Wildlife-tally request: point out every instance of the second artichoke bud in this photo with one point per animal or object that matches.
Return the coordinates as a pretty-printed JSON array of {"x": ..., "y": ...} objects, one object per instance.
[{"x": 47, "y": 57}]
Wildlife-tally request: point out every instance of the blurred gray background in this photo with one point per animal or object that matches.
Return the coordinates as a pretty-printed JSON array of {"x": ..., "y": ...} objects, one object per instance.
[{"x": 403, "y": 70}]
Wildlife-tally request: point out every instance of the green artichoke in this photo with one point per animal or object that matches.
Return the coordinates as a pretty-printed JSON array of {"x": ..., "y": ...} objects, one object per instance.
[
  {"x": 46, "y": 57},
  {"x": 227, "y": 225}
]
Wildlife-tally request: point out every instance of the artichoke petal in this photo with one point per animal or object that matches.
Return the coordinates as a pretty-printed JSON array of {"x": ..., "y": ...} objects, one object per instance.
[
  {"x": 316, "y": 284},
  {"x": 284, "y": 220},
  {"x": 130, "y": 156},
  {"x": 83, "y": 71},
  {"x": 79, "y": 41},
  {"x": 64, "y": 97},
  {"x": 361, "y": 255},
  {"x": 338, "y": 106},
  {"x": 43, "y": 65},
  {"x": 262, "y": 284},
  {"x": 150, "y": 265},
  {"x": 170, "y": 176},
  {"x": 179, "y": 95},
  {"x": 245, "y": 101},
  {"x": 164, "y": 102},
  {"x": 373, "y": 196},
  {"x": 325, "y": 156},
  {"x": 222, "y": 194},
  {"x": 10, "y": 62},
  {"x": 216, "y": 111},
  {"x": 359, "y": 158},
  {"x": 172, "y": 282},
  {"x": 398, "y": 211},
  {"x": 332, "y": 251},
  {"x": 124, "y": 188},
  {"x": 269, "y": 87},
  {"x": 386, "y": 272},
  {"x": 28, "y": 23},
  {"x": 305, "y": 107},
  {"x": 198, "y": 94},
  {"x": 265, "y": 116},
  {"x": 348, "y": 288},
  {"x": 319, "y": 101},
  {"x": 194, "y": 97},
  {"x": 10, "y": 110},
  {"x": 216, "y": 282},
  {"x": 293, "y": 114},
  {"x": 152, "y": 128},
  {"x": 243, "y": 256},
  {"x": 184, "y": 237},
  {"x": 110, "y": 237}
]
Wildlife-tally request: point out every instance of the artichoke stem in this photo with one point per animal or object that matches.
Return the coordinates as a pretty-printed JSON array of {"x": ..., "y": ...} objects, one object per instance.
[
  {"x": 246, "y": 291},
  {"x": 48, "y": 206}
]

Task goal: Put each line of the material above into a numbered list, omitting any blank lines.

Problem solution:
1. Wildlife-tally request: point out every instance of the second artichoke bud in this photo with one point per animal or object that matches.
2. Return the coordinates as a pretty-printed JSON array of {"x": ..., "y": ...} objects, one object per instance.
3. [{"x": 47, "y": 57}]
4. Wildlife-tally request: point out every instance of the blurred gray background in this photo with one point per animal or object that matches.
5. Return the coordinates as a pretty-printed JSON array of {"x": ..., "y": ...} objects, one object per instance.
6. [{"x": 403, "y": 70}]
7. Wildlife-tally request: point out every instance of the green artichoke in this photo with one point per animal or object that matches.
8. Return the coordinates as a pretty-printed JSON array of {"x": ..., "y": ...} objects, one object per instance.
9. [
10.   {"x": 46, "y": 57},
11.   {"x": 227, "y": 225}
12. ]
13. Wildlife-tally request: point out every instance of the artichoke petal in this photo with one point per animal or object that matches.
14. Return the coordinates as a pretty-printed JSON array of {"x": ..., "y": ...} objects, one object per instance.
15. [
16.   {"x": 316, "y": 284},
17.   {"x": 284, "y": 220},
18.   {"x": 130, "y": 156},
19.   {"x": 83, "y": 71},
20.   {"x": 79, "y": 41},
21.   {"x": 64, "y": 97},
22.   {"x": 361, "y": 255},
23.   {"x": 338, "y": 106},
24.   {"x": 43, "y": 65},
25.   {"x": 262, "y": 284},
26.   {"x": 150, "y": 265},
27.   {"x": 170, "y": 176},
28.   {"x": 179, "y": 95},
29.   {"x": 245, "y": 101},
30.   {"x": 164, "y": 102},
31.   {"x": 373, "y": 196},
32.   {"x": 325, "y": 156},
33.   {"x": 222, "y": 194},
34.   {"x": 10, "y": 62},
35.   {"x": 216, "y": 111},
36.   {"x": 359, "y": 158},
37.   {"x": 172, "y": 282},
38.   {"x": 398, "y": 211},
39.   {"x": 332, "y": 251},
40.   {"x": 124, "y": 188},
41.   {"x": 269, "y": 87},
42.   {"x": 386, "y": 272},
43.   {"x": 28, "y": 23},
44.   {"x": 305, "y": 107},
45.   {"x": 198, "y": 94},
46.   {"x": 265, "y": 116},
47.   {"x": 348, "y": 288},
48.   {"x": 319, "y": 101},
49.   {"x": 194, "y": 97},
50.   {"x": 10, "y": 110},
51.   {"x": 216, "y": 282},
52.   {"x": 293, "y": 114},
53.   {"x": 152, "y": 128},
54.   {"x": 243, "y": 256},
55.   {"x": 184, "y": 237},
56.   {"x": 110, "y": 237}
57. ]
58. Wildlife-tally request: point out every instance of the artichoke stem in this photo with one point per animal or object that matches.
59. Return the coordinates as a pretty-printed JSON array of {"x": ..., "y": ...} objects, one object per instance.
60. [
61.   {"x": 246, "y": 291},
62.   {"x": 48, "y": 206}
63. ]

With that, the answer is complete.